■ **Selection**:
** START **

Parameters: file (BinaryIO) – a finalfusion file containing the given Chunk
Returns: chunk – The chunk read from the file.
Return type: Chunk

write_chunk(file: BinaryIO)[source]¶

Write the Chunk to a file.

Parameters: file (BinaryIO) – Output file for the Chunk

static chunk_identifier()[source]¶

Get the ChunkIdentifier for this Chunk.

Returns: chunk_identifier
Return type: ChunkIdentifier

idx(item: str, default: Optional[Union[int, List[int]]] = None) → Optional[Union[int, List[int]]]¶

Lookup the given query item.

This lookup does not raise an exception if the vocab can’t produce indices.

Parameters

item (str) – The query item.
default (Optional[Union[int, List[int]]]) – Fall-back value to return if the vocab can’t provide indices.

Returns

index –

An integer if there is a single index for a known item.
A list if the vocab can provide subword indices for a unknown item.
The provided default item if the vocab can’t provide indices.

Return type

Optional[Union[int, List[int]]]

property max_n¶

Get the upper bound of the range of extracted n-grams.

Returns: max_n – upper bound of n-gram range.
Return type: int

property min_n¶

Get the lower bound of the range of extracted n-grams.

Returns: min_n – lower bound of n-gram range.
Return type: int

subword_indices(item: str, bracket: bool = True, with_ngrams: bool = False) → List[Union[int, Tuple[str, int]]]¶

Get the subword indices for the given item.

This list does not contain the index for known items.

Parameters

item (str) – The query item.
bracket (bool) – Toggles bracketing the item with ‘<’ and ‘>’ before extraction.
with_ngrams (bool) – Toggles returning ngrams together with indices.

Returns

indices – The list of subword indices.

** END **

■ **Records shown**:
** START **

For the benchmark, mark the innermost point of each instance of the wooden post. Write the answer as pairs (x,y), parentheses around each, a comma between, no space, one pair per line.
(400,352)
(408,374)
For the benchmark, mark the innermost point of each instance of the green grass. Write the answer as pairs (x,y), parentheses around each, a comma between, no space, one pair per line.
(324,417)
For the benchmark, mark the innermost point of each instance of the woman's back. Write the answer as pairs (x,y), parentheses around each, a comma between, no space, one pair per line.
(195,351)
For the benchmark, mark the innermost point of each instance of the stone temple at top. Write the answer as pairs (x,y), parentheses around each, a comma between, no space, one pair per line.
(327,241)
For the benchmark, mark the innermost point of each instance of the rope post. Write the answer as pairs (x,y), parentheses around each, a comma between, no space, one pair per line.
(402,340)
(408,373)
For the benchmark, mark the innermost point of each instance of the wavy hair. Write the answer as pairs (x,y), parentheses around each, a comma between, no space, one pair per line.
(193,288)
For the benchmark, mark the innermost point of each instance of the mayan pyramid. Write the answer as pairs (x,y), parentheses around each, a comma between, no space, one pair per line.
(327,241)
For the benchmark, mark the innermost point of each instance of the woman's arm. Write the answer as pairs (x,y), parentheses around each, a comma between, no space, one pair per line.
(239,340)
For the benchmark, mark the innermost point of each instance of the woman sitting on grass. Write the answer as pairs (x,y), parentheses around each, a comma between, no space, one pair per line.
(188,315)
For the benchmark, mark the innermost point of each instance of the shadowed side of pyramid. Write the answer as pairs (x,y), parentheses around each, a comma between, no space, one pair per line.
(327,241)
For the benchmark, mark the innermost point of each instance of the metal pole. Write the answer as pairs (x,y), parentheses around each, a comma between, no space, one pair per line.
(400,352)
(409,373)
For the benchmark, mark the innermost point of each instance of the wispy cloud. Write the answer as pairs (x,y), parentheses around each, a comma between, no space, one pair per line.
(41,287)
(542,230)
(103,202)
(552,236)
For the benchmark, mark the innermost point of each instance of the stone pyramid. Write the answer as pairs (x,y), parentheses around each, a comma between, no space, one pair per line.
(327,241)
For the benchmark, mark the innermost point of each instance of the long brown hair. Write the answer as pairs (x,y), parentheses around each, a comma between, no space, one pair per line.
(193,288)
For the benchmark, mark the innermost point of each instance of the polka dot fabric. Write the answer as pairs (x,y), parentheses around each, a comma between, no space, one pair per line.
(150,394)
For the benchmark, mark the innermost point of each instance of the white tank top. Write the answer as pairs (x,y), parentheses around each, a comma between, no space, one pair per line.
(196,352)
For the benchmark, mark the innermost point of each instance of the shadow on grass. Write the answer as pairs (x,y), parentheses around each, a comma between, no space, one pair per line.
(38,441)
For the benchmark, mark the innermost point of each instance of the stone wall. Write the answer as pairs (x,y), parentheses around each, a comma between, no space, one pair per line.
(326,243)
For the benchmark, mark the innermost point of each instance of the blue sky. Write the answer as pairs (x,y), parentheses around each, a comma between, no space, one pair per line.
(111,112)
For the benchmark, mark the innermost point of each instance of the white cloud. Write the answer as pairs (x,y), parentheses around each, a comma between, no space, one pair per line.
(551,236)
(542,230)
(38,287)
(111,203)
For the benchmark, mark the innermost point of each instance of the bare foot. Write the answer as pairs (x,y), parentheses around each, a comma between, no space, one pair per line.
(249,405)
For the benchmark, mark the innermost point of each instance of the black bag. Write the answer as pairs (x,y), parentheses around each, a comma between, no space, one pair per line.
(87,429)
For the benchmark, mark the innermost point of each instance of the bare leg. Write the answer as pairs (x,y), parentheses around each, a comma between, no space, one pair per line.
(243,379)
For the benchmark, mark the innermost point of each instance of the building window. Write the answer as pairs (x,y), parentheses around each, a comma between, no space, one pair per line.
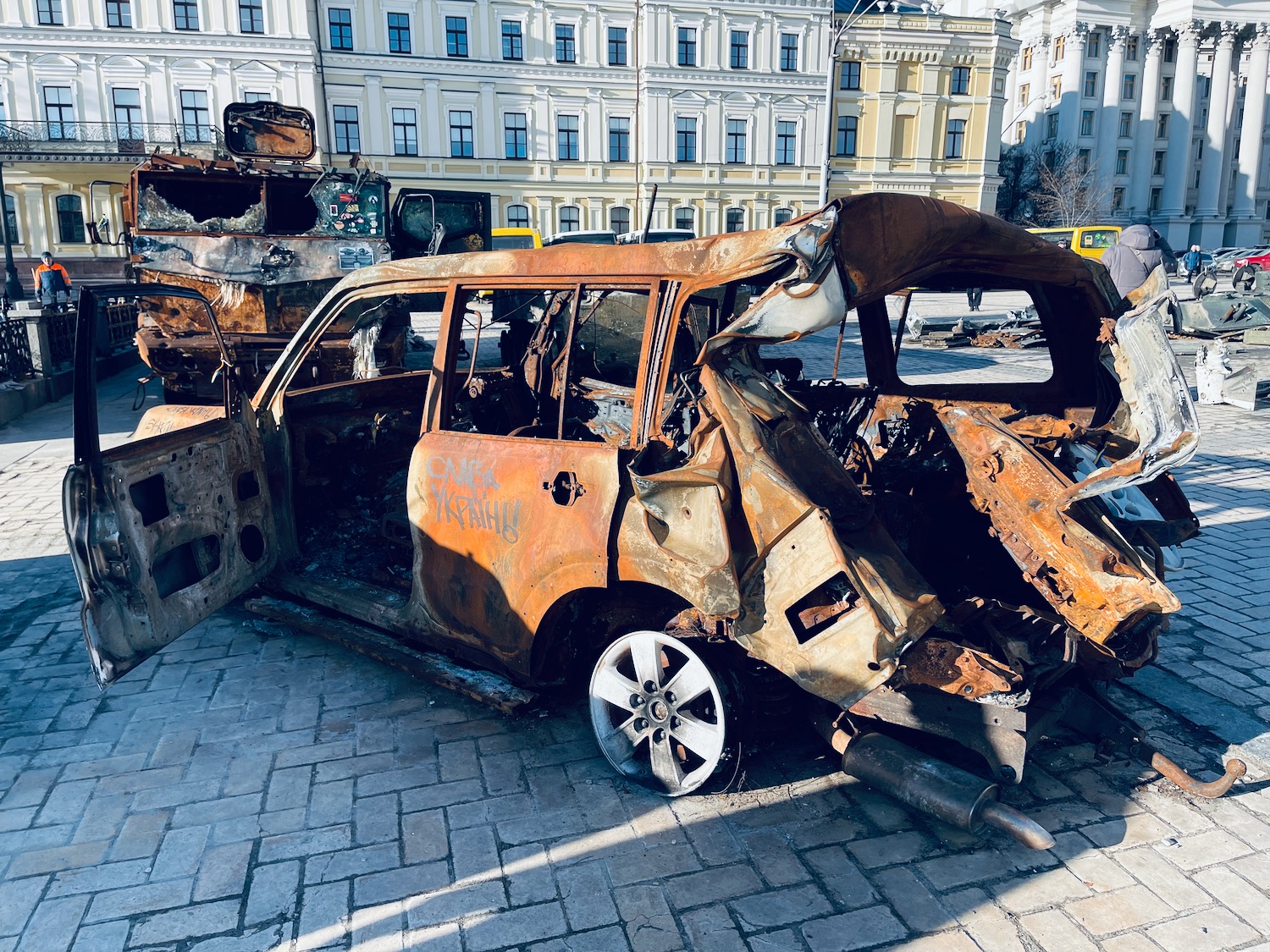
(619,140)
(196,118)
(406,132)
(119,14)
(566,50)
(687,46)
(734,141)
(348,139)
(517,216)
(461,145)
(616,46)
(456,36)
(787,142)
(848,129)
(185,14)
(566,139)
(127,113)
(516,136)
(48,13)
(10,213)
(789,52)
(58,112)
(685,140)
(340,22)
(251,15)
(513,45)
(954,141)
(70,220)
(399,32)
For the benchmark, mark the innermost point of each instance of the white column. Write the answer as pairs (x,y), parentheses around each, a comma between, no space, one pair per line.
(1069,103)
(1213,164)
(1109,116)
(1180,124)
(1247,228)
(1145,142)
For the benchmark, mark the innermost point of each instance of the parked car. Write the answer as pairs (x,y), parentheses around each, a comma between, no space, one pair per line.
(583,238)
(655,235)
(599,482)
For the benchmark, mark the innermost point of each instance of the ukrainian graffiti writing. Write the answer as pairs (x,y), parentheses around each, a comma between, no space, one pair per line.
(467,492)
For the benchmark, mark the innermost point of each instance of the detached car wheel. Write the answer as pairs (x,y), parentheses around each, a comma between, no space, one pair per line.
(662,716)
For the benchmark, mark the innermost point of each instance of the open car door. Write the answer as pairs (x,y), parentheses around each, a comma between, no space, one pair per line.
(172,526)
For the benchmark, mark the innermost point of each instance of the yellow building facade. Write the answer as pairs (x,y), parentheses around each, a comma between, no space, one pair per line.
(919,106)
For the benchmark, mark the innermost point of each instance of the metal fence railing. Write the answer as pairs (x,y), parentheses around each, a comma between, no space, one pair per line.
(15,360)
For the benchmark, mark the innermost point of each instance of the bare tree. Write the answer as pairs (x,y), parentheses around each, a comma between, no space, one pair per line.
(1069,190)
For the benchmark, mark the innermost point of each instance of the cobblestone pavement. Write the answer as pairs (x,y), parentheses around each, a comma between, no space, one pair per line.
(254,789)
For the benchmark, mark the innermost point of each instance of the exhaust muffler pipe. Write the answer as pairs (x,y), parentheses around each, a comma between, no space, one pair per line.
(936,787)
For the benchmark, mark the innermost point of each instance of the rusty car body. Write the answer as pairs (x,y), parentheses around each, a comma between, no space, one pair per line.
(599,476)
(264,236)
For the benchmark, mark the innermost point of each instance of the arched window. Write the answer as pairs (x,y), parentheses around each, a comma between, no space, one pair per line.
(10,213)
(517,216)
(70,220)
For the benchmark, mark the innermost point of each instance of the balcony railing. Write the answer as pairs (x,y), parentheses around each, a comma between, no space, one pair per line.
(104,139)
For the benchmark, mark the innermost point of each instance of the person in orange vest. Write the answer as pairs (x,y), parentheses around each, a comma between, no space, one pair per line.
(52,282)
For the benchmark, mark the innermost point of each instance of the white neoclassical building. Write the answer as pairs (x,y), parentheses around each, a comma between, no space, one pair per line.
(1168,96)
(569,112)
(89,86)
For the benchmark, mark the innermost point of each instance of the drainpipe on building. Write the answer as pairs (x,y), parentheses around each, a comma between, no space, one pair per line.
(12,284)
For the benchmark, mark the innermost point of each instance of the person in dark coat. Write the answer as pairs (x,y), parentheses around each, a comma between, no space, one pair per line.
(1133,258)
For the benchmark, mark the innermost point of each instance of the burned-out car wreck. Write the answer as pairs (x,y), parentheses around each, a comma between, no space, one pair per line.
(614,474)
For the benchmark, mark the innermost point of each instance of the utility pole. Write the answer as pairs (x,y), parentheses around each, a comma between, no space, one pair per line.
(12,286)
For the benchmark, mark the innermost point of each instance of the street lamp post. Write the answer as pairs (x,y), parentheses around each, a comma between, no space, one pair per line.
(12,284)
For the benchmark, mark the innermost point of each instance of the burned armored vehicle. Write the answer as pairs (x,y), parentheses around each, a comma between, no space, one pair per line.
(615,472)
(264,236)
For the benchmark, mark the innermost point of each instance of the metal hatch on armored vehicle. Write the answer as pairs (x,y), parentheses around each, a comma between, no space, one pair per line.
(615,474)
(263,238)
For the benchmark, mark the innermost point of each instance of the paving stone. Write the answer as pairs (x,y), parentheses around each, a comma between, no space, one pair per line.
(859,929)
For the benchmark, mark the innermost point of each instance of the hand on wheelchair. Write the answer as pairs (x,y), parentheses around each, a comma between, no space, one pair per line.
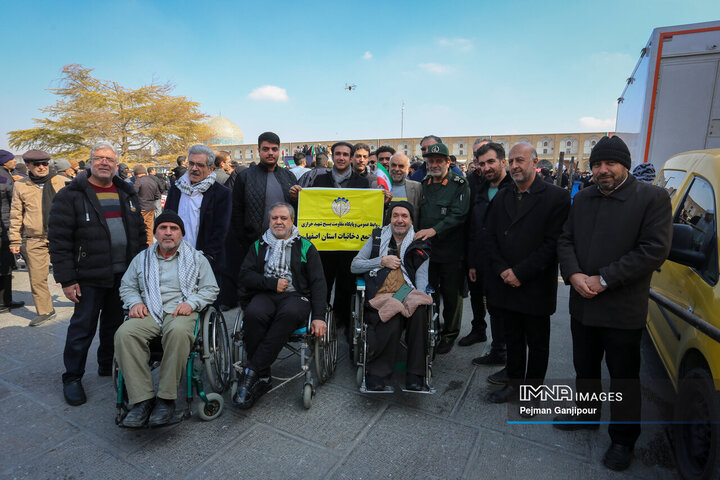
(282,285)
(318,328)
(390,261)
(182,309)
(139,310)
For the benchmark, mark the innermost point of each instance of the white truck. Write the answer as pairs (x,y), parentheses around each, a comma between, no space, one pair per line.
(671,102)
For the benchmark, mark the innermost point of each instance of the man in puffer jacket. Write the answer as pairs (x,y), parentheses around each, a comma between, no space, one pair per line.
(95,230)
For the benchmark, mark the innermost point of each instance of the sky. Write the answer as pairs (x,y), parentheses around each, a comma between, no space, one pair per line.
(461,68)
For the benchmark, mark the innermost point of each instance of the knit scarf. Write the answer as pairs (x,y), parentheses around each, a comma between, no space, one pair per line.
(339,178)
(385,236)
(276,264)
(47,196)
(188,270)
(187,188)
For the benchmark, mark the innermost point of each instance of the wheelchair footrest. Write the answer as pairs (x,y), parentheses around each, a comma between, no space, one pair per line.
(388,389)
(424,391)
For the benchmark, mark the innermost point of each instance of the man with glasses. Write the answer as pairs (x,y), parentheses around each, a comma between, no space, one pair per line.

** END **

According to the API documentation, what does the idx method return when the vocab can't provide indices? Answer from the API documentation alone, not from the material.

It returns the provided default item.